TEXT SHOWN:
-- Start --

The basic premise for the Rail Rider Steering Groove is
to create a small groove in the top of the axle head.
Then, when one creates a small upward cant or bend in
the axle, one can just turn the axle with a screwdriver
in the groove a small amount to cause the wheel to turn
slightly left or right to align the car. This
modification should be done on all axles as you can use
this method on the rear wheels as well. Obviously,
with the rear wheels, you would be aligning the wheels
to go as perfectly straight as possible. The real
advantage of this technique is not having to take the
wheels off and back on the car with every slight bend of
the axle for alignment purposes. One can align a
pinewood derby car for a rail rider in about 15 minutes
or less with this technique. The simplest and
fastest method we know for aligning a pinewood derby
car.
As with all axles, you will need to sand
and polish these axles with your axle polishing kit and
then bend the axle with the rail rider tool (and axle
press). We then re-polish the axle with the 4000
thru 8000 grit polishing papers to remove any handling
marks after the bending process.
For those not able to
cant their wheels, you will still need to create a small
bend in the axles when you are performing the alignment
for your car, so consider this step as well. It only
takes a few minutes to create and will save you
significant time and frustration during the alignment
process. Keep in mind that this tip will be obvious to
someone looking at the car so make sure it is legal for
your race.
The Rail Rider Technique is described
below as well as on the web page describing the rail
rider tool.
The axle with the groove on the left and
the axle with a screwdriver in the groove on the right.
Implementing the Rail
Rider™ Technique
and a New and Easier Way to Align Your Pinewood Derby
Car
It would be great if we
could build a perfectly aligned car and run it on a
perfectly aligned track for a perfectly straight ride
down the hill. We could stop worrying about hitting the
center guide rail at all. This is of course impossible
unless God starts building pinewood derby cars and not
just the trees themselves. So, what can we do to
minimize either the amount of contact that a car has
with the center guide rail or minimize the loss of speed
associated with that contact? To answer that, let us
introduce you to the Rail Rider
™ technique. (Term
trademarked by DerbyWorx and Warp Speed, Inc.)
The easiest method is
with the DerbyWorx Pro Rail Rider Tool in combination
with the Pro Axle Press. The Rail Rider tool shown
below has two sides marked 1.5 and 2.5. The 1.5 is for
the degree of cant for the front axles and the 2.5 is
for the degree of cant for the rear axles. Keep in mind
that this method requires that you complete all of the
polishing and friction reduction modifications to the
axles before implementing as it would be next to
impossible to perform same afterwards.
Place a mark on the axle
head with a sharpie and insert the axle into the pro
axle press with the mark pointing straight downward as
shown below. Keep about 1/2" of axle showing
outside the axle press to allow room for the rail rider
tool.
For the rear axles,
place the Rail Rider Tool over the Pro Axle Press with
the side marked 2.5 sliding over the axle shaft. (We
marked the pro axle press with a sharpie ourselves to
show the angles better) Make sure the mark on the
axle head remains pointing straight down and that the
axle head is snug against the tool as shown below.
Then strike the top of
the Rail Rider Tool with a hammer sharply three times.

-- End --

COLLECTED DATA:
-- Start --

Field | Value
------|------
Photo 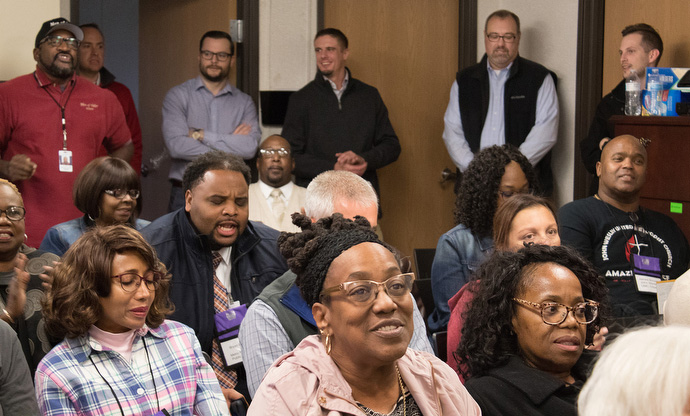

-- End --

Extend the pinewood derby axle-alignment text with the paragraphs that follow its final sentence, the instruction to strike the top of the Rail Rider Tool three times with a hammer.

OUTPUT OF THE EXERCISE:
This should create a 2.5 degree bend in the axle similar
to that shown below. Then perform the same steps with
the front axle except use the 1.5 degree side of the
Rail Rider Tool. The picture shows a polished axle
with a perfect 2.5 degree bend for the rear axles.
If you are running with one wheel off the ground, then
do not bend that axle. You will obviously have to
account for the slight reduction in height of the
dominant front wheel due to the angle of the axle bend.
For the rear axles,
install the wheels and axles into the rear axle holes
with the mark on the head of the axle at the 12:00
position pointing straight up. The wheels will be
rolling on the inner edge. The car should roll
forwards and backwards with the wheels staying out at
the axle heads. Then, using a pair of pliers and a soft
cloth or thin piece of plastic (piece of plastic bag)
over the axle, rotate the axle left and right until the
wheels stay on the axle head when the car is rolled back
and forth and the rear wheels are running as straight as
possible. Rotating the axle head forward toward
the front of the car body will give you toe in on the
rear axles and rotating the axle toward the rear of the
car body will give you toe out on the rear axles. A
rear wheel with proper alignment for the rail rider is
show below and you can see how the car will ride on the
inner edge of the wheel.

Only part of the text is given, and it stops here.